• [Exercises]
A. Answer these questions using the news passage about the harassment of Starmer.
(i) On which radio program did Brendan speak?
(ii) What ministerial role does Chris Philp hold?
(iii) Whom did Johnson thank in his tweet?
B. Transcribe the news passage about the harassment of Starmer word for word, from "Cox’s widower Brendan" to "face to face.".

━━ Selected text ━━

Cox’s widower Brendan said the mobbing of Starmer could have been an “unintended consequence” of the prime minister’s choice to “inject poison into politics”.
“If it was a one-off, I think we could be more sanguine about it,” he told BBC Radio 4’s Today programme.
“But I think what we’ve seen over the last few years really has been an increase in that level of intimidation online, absolutely, but also face to face.
“I think that it’s very hard to draw a direct link and to say that in some ways, the prime minister is directly responsible for what happened.
“I think the people that are directly responsible for what happened yesterday were the people that did it.
“However, it’s also true that if you inject poison into politics, that has a whole set of unintended consequences that people will react to in different ways and at times that can lead over into intimidation, it can lead over to violence, it can lead over into extremism.”
Technology minister Chris Philp said the harassment and intimidation of Starmer was “totally unacceptable” but he insisted that people were wrong to “point to what the prime minister said as the cause of that”.
Meanwhile, Downing Street sources this morning made it clear that Johnson has no intention of saying sorry.
Johnson tweeted: “The behaviour directed at the Leader of the Opposition tonight is absolutely disgraceful. All forms of harassment of our elected representatives are completely unacceptable. I thank the police for responding swiftly.”

━━━
━━ Entries ━━

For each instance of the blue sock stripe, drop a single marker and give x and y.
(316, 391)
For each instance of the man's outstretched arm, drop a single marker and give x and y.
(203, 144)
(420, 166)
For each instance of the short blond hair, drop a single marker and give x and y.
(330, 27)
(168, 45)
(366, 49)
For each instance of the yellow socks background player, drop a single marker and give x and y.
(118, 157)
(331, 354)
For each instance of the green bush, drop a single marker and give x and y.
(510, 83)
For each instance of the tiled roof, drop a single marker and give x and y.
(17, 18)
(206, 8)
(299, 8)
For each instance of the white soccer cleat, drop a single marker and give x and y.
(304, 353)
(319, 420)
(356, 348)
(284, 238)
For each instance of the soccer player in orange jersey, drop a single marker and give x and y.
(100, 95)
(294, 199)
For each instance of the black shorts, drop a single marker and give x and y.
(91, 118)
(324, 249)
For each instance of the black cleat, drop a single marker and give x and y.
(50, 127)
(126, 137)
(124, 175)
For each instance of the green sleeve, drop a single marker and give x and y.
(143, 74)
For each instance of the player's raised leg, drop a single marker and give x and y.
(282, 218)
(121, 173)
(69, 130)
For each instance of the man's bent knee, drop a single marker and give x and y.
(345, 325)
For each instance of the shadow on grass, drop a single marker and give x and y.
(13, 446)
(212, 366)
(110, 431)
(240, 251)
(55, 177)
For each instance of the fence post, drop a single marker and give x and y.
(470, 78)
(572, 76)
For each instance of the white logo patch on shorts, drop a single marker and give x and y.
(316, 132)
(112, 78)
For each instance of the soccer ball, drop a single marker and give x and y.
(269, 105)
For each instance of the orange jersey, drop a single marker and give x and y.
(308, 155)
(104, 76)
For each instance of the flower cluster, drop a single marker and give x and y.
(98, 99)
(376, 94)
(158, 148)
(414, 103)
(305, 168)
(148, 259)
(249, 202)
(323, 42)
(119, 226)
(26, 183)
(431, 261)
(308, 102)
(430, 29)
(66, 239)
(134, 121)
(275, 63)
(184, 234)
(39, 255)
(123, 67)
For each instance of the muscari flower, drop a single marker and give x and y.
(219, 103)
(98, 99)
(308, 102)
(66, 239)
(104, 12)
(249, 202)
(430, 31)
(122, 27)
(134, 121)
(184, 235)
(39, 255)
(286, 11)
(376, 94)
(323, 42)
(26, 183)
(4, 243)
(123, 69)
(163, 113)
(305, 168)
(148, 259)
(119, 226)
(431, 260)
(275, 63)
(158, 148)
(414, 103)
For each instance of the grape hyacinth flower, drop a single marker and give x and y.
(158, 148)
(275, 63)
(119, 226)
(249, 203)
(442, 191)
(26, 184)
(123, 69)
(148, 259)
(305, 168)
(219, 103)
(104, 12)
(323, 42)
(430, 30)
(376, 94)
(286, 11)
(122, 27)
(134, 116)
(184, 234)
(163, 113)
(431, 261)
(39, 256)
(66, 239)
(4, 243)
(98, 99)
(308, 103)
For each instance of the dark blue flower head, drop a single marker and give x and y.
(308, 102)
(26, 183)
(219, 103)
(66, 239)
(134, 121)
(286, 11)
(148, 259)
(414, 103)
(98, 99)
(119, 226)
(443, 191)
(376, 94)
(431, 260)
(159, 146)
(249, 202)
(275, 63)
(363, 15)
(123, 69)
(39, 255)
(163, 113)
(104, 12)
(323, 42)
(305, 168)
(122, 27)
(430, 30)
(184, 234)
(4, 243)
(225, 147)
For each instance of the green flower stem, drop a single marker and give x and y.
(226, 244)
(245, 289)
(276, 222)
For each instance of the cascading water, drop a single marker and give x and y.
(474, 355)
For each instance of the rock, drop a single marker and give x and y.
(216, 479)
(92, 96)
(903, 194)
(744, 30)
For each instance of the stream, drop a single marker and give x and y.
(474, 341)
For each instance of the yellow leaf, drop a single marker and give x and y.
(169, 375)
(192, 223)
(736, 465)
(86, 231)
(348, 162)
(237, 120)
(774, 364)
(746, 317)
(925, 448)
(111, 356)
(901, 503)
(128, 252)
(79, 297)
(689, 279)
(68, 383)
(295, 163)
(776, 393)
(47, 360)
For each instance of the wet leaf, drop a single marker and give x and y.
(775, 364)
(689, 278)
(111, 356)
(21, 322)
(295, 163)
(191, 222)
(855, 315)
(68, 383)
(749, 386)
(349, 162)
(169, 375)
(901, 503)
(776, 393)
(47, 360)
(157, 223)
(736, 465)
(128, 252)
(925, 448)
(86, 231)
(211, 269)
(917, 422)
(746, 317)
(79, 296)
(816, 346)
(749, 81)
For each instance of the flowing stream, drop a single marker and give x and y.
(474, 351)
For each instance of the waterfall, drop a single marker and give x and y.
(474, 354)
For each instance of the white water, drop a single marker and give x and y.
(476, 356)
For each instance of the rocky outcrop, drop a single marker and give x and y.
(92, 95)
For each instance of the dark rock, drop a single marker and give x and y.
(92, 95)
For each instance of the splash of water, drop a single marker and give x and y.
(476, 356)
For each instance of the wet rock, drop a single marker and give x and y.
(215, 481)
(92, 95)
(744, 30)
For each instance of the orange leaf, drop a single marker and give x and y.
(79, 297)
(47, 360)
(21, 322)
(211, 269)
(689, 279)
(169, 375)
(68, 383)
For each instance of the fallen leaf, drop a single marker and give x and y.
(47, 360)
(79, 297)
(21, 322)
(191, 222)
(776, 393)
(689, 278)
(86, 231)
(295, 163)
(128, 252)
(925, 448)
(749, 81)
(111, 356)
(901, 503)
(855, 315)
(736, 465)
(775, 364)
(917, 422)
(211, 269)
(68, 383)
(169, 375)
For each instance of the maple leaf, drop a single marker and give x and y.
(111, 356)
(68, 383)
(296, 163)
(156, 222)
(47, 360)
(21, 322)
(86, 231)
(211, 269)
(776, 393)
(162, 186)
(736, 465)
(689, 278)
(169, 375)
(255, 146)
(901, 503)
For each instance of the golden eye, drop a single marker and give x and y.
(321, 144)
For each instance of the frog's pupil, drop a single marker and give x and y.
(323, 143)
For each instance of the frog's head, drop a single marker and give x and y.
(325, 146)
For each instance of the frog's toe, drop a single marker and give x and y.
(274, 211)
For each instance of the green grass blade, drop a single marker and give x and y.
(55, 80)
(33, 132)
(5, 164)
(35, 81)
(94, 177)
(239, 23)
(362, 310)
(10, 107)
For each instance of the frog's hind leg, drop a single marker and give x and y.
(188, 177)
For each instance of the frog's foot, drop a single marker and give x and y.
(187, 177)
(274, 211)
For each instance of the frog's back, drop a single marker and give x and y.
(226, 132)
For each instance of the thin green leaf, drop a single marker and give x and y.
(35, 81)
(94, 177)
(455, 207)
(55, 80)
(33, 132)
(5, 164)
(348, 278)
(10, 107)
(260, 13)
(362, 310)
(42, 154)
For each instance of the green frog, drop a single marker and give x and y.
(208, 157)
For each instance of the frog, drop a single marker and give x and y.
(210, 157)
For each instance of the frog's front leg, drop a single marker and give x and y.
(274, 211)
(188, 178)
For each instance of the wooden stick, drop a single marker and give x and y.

━━━

• [List of solutions]
A.
(i) BBC Radio 4's Today programme
(ii) Technology minister
(iii) The police

B.
Cox’s widower Brendan said the mobbing of Starmer could have been an “unintended consequence” of the prime minister’s choice to “inject poison into politics”.
“If it was a one-off, I think we could be more sanguine about it,” he told BBC Radio 4’s Today programme.
“But I think what we’ve seen over the last few years really has been an increase in that level of intimidation online, absolutely, but also face to face.